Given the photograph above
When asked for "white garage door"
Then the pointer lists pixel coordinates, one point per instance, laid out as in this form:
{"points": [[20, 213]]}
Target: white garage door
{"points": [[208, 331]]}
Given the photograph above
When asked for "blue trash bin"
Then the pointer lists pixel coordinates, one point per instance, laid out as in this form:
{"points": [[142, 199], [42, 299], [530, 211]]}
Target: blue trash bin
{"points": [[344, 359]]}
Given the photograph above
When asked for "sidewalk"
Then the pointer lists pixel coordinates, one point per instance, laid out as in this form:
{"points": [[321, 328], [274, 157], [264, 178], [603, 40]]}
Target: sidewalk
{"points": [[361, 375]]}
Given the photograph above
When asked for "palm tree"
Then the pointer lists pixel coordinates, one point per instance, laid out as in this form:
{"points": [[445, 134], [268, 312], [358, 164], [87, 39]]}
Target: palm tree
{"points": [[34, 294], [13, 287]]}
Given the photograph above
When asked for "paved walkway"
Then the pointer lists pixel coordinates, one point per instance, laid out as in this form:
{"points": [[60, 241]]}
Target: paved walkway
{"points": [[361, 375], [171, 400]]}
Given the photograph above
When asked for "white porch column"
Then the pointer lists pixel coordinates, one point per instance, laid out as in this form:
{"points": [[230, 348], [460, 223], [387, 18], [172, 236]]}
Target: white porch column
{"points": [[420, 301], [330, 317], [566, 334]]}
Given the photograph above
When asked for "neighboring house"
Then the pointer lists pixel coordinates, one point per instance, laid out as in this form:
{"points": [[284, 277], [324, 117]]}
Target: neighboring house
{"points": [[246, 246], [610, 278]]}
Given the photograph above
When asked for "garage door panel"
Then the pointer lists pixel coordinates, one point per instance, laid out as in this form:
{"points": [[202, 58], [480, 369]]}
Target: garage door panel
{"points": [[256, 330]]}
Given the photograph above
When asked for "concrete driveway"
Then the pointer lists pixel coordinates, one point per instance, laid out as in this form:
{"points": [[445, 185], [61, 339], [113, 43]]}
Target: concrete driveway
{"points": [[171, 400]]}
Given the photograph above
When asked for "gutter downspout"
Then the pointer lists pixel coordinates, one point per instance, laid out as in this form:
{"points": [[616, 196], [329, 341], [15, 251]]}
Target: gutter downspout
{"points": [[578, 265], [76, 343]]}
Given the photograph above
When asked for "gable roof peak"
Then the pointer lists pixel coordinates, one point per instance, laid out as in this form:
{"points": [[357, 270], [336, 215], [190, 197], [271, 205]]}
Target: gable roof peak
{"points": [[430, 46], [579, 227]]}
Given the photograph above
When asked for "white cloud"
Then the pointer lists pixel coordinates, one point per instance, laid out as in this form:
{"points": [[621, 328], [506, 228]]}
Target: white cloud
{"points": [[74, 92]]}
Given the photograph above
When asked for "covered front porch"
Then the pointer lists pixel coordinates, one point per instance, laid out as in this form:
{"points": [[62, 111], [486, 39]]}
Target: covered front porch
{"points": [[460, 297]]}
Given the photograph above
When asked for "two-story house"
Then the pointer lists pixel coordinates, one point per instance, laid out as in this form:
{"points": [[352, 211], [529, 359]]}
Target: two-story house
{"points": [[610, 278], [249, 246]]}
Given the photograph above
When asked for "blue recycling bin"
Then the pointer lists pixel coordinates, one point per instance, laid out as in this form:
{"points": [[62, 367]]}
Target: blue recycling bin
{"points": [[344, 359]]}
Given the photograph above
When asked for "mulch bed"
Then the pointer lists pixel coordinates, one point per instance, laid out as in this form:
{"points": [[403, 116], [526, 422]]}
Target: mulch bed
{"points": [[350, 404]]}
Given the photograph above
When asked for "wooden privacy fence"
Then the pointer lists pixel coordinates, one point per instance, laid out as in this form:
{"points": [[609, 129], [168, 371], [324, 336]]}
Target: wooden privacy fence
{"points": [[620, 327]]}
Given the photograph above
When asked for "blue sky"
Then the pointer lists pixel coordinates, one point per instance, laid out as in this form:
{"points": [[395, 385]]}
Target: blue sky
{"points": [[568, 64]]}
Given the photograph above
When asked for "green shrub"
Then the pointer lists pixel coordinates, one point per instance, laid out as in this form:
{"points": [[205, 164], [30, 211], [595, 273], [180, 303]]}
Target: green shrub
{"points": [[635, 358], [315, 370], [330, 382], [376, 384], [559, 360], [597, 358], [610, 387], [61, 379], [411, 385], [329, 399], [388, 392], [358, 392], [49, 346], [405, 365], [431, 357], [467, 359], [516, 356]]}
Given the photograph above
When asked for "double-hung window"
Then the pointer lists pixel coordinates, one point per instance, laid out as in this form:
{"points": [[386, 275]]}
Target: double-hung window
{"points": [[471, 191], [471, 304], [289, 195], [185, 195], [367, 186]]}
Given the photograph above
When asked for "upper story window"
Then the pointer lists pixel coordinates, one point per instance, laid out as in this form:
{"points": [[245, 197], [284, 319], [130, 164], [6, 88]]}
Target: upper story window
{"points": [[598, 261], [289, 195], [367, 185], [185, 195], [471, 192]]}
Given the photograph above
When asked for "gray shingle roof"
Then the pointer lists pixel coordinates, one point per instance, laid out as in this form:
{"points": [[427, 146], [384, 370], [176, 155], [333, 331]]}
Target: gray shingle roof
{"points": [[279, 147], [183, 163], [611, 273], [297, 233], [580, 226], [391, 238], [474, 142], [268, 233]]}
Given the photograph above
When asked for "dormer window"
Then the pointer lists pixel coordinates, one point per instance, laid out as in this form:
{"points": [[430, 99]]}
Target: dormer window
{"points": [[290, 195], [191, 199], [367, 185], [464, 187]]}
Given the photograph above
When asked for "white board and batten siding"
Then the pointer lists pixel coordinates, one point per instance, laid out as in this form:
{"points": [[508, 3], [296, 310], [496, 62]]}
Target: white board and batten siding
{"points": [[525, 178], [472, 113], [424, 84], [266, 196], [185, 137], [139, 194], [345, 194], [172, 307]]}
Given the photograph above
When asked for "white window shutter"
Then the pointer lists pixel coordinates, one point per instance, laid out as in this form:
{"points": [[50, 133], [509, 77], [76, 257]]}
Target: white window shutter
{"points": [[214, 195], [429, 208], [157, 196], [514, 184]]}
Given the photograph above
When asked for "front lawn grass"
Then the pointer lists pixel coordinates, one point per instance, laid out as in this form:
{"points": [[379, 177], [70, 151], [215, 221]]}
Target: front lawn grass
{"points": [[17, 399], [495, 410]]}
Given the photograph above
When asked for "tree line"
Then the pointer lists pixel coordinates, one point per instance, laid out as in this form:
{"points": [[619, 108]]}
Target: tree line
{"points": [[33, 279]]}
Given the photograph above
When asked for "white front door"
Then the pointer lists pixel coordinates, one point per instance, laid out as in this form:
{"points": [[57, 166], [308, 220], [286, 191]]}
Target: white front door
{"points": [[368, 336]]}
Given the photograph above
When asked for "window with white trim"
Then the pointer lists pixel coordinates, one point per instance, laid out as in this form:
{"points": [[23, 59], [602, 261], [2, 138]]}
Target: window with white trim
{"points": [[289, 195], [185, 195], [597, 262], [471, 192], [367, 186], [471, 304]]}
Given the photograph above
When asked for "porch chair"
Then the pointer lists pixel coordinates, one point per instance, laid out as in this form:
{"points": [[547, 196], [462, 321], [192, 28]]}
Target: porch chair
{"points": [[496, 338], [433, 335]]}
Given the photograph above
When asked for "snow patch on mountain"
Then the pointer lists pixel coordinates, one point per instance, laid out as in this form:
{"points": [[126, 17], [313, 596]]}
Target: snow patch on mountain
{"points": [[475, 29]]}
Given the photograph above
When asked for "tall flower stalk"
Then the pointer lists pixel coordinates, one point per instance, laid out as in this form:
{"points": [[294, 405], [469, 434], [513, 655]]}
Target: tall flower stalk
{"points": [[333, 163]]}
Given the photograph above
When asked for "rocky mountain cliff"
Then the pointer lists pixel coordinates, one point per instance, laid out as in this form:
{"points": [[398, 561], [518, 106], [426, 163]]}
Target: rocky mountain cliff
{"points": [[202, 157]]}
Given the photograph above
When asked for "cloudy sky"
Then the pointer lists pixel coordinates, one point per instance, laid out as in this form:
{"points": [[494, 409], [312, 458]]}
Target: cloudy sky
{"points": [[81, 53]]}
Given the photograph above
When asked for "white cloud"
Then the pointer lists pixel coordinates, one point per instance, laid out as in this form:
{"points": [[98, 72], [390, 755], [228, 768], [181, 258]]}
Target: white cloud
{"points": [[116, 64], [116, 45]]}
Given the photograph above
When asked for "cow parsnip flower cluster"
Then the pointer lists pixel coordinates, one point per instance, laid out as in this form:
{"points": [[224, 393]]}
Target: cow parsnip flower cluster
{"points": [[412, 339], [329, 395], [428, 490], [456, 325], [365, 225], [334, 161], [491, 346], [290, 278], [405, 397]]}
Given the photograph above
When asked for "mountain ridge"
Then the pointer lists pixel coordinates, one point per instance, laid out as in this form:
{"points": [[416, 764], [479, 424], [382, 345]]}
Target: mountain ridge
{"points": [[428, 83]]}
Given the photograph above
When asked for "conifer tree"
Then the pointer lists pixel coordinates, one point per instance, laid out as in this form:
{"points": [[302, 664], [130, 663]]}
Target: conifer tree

(Directions for this task):
How many lines in the items above contain the string "garage", matching case exactly? Reply with the number only.

(Correct response):
4